Please copy out the listing starting with the line that contains "obj: beanie hat | fmt: x1,y1 -> x2,y2" and going on through the line that contains "6,91 -> 23,128", renaming "blue jeans" to "denim jeans" and leaving everything else unchanged.

(Stored data entries)
———
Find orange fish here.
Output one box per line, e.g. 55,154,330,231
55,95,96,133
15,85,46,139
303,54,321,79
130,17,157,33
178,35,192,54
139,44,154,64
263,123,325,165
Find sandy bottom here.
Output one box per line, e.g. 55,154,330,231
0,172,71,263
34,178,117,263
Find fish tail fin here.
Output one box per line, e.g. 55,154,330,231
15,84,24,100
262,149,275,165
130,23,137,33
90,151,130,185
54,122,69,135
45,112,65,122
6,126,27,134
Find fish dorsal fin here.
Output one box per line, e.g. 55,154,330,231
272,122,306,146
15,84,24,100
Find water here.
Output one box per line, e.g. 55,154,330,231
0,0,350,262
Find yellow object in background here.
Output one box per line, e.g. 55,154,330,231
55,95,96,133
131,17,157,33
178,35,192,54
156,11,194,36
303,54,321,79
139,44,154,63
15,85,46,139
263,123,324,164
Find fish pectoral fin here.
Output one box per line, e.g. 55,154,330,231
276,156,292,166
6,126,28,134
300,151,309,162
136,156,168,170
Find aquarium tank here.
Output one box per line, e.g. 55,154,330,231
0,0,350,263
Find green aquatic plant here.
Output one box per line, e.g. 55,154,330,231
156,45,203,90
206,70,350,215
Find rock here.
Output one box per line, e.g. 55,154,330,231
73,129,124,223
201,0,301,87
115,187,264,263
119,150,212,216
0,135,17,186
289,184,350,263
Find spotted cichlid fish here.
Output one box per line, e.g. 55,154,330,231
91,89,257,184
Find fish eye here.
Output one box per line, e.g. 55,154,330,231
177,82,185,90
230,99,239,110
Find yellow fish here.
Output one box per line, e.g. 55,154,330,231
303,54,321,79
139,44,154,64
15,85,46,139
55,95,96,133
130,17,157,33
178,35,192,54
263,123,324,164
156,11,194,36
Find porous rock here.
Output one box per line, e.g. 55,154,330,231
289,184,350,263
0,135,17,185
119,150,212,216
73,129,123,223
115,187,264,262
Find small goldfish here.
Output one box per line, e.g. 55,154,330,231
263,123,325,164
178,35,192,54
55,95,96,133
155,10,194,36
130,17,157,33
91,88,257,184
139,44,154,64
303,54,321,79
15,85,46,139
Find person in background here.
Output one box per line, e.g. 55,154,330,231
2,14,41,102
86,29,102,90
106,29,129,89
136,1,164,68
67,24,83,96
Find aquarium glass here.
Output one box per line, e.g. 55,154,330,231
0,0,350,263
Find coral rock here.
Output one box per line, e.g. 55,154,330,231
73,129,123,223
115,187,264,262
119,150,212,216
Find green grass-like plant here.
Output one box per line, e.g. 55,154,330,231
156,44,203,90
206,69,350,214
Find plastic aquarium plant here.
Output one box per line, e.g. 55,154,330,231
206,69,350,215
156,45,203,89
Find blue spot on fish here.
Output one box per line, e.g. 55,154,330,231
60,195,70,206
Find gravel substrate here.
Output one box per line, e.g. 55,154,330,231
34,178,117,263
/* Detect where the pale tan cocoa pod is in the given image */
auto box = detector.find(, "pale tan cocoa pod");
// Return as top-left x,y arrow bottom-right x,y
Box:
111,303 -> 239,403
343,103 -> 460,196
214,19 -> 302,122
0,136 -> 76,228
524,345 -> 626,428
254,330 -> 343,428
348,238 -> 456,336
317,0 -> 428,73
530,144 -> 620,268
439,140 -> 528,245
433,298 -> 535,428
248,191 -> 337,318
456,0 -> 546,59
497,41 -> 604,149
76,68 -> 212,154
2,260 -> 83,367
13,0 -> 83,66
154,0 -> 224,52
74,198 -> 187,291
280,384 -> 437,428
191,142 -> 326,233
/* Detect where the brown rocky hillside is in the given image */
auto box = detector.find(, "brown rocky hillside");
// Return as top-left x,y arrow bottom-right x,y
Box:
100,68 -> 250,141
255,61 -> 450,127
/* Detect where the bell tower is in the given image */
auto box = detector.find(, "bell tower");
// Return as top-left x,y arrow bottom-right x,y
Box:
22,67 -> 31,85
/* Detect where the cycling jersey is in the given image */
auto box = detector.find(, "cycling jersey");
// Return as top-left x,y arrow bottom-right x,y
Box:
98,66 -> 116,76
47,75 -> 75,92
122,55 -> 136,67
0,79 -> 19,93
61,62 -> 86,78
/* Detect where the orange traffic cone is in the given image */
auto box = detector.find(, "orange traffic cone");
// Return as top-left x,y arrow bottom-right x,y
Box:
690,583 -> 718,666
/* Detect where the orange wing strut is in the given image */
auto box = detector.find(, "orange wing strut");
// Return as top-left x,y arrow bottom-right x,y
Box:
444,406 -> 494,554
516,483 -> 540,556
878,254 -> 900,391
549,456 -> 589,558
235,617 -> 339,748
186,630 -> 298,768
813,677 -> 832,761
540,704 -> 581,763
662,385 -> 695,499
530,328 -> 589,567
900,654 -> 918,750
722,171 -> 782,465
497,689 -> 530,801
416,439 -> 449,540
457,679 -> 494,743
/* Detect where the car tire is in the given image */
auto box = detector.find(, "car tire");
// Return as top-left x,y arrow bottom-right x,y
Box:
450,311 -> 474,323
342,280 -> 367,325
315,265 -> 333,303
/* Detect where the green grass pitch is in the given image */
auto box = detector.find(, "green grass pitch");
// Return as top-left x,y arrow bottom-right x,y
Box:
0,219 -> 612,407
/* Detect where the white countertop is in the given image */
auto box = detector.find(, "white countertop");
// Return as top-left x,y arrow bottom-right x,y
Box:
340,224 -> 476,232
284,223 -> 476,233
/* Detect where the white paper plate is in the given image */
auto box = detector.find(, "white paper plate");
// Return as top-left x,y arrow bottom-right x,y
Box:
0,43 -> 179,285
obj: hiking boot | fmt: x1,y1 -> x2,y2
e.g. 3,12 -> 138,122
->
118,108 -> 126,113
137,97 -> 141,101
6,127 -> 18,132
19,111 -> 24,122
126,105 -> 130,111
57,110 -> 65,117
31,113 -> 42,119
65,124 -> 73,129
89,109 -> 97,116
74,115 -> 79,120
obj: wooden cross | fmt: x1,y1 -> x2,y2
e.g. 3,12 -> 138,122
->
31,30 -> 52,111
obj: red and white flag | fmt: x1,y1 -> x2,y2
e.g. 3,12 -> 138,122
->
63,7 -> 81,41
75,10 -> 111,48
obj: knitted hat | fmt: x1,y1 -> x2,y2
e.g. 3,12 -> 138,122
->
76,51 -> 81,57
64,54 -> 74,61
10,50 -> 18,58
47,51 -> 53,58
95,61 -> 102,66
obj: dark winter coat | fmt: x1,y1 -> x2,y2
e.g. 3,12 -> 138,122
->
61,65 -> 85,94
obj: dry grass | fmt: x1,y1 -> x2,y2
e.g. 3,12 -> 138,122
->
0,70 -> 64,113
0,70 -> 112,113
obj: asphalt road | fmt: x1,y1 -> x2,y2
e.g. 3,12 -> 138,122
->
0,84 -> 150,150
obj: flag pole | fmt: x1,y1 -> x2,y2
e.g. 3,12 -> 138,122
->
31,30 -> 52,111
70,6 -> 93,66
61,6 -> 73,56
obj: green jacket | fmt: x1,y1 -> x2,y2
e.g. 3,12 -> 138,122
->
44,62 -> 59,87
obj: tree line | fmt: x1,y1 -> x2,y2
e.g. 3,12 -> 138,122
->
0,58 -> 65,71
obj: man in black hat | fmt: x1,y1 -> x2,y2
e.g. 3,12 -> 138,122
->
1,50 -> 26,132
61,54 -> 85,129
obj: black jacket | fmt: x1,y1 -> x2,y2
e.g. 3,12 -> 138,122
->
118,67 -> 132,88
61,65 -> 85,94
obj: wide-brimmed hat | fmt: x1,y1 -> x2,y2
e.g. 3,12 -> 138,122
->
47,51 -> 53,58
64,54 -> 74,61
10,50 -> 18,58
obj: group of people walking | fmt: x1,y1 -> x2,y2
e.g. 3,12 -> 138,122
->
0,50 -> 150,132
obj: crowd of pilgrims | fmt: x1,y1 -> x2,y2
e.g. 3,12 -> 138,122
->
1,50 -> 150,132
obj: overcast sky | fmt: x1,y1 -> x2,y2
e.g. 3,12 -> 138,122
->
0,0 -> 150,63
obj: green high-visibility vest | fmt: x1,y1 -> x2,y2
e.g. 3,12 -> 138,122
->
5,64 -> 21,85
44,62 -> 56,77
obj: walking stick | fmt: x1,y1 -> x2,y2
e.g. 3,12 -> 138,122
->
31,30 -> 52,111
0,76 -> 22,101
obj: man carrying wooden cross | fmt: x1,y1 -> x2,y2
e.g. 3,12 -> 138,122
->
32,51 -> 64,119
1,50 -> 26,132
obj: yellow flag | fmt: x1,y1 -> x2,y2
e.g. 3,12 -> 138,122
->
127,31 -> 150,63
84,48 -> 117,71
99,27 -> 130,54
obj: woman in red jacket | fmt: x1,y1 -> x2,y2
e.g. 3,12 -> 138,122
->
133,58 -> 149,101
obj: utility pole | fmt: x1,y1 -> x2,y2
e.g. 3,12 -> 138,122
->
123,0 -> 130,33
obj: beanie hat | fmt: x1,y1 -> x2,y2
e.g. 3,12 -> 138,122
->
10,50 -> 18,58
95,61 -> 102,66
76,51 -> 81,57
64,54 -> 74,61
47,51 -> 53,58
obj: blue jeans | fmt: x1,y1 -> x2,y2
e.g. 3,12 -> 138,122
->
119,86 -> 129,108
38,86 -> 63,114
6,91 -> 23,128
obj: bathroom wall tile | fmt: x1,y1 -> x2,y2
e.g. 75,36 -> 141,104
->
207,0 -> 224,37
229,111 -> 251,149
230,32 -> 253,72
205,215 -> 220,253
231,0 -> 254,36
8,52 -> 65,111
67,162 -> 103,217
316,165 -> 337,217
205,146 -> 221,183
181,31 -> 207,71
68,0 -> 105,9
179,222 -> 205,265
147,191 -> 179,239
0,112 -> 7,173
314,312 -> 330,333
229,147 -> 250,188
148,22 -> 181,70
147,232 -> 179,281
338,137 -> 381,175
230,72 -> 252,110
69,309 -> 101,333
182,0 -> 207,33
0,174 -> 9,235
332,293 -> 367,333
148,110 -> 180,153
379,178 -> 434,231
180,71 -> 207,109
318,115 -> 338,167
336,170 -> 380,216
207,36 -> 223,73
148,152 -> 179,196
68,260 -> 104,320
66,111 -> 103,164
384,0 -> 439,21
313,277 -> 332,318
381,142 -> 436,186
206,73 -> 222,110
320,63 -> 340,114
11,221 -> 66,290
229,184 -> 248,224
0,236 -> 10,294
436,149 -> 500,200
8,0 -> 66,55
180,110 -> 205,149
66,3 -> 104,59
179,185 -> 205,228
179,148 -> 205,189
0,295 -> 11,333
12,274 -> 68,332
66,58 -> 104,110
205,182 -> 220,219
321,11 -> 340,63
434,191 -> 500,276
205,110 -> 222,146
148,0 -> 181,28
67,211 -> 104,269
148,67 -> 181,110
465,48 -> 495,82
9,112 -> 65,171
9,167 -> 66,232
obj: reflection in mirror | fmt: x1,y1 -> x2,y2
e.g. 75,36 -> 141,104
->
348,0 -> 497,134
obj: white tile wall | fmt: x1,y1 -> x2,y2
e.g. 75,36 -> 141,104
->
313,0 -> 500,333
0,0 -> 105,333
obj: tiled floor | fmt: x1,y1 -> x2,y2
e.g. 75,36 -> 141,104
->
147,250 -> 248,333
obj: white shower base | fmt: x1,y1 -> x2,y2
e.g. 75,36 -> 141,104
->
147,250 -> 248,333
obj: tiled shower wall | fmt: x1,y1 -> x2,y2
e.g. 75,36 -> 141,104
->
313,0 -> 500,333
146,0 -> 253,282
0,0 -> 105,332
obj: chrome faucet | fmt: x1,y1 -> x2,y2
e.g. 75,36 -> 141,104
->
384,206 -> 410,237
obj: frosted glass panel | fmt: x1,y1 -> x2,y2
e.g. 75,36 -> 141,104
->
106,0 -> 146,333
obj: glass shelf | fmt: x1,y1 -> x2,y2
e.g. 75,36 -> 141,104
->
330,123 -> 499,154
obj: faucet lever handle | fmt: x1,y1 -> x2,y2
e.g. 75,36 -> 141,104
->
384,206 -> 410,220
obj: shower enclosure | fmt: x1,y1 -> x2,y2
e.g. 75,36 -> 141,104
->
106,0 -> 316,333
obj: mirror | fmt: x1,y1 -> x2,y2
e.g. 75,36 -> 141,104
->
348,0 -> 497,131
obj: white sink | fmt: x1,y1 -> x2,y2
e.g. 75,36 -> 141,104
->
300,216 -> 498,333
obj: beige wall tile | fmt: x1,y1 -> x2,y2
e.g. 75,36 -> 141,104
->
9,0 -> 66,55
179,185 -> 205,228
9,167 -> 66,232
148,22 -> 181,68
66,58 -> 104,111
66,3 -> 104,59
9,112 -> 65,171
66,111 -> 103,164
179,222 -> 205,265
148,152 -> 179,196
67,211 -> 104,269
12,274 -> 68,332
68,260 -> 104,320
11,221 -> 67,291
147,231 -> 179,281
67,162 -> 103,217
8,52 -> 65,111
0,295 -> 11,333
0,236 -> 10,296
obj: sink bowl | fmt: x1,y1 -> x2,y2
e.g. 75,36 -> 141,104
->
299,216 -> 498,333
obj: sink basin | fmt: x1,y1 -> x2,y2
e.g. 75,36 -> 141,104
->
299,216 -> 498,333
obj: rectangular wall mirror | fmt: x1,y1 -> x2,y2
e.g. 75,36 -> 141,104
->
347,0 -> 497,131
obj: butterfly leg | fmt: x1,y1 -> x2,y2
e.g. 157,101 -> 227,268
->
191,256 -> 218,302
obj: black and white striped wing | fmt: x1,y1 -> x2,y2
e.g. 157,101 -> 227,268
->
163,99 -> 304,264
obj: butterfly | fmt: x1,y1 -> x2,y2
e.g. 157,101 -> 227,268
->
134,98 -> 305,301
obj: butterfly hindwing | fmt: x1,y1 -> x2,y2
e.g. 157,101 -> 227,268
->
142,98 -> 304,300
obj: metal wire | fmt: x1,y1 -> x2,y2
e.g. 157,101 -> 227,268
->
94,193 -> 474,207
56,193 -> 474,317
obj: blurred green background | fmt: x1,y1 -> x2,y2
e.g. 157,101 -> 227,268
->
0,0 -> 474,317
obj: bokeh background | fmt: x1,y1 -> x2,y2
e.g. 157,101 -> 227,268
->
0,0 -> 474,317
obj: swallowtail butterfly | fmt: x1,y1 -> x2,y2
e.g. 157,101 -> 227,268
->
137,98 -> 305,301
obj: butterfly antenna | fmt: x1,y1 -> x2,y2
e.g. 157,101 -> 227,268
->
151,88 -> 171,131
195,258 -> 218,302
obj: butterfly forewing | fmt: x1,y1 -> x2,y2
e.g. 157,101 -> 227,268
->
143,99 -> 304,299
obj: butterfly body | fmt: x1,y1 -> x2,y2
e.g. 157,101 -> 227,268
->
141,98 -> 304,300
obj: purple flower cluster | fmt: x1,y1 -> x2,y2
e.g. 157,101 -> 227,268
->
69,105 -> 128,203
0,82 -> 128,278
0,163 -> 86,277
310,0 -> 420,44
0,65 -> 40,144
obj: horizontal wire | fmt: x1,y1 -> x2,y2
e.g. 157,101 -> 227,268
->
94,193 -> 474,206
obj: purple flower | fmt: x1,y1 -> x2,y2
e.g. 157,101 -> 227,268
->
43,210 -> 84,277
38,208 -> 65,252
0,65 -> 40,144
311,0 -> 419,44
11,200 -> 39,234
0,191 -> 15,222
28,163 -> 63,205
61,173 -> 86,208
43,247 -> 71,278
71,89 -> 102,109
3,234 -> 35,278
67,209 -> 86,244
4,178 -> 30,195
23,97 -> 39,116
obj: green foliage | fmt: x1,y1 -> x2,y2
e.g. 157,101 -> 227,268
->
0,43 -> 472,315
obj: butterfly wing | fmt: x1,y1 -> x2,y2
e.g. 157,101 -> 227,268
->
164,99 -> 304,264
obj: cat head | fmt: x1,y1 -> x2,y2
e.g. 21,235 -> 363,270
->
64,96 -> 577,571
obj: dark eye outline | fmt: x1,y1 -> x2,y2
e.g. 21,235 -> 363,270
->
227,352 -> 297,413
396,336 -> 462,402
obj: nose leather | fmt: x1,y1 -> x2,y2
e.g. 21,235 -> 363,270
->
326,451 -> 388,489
———
*Worked solution*.
obj: beanie hat | fmt: x1,y1 -> x2,y2
e.g. 3,12 -> 138,122
->
10,50 -> 18,58
95,61 -> 102,66
76,51 -> 81,57
64,54 -> 74,61
47,51 -> 53,58
obj: denim jeans | fmt: x1,y1 -> x2,y2
e.g. 3,12 -> 138,122
->
119,86 -> 129,108
38,86 -> 63,114
6,91 -> 23,128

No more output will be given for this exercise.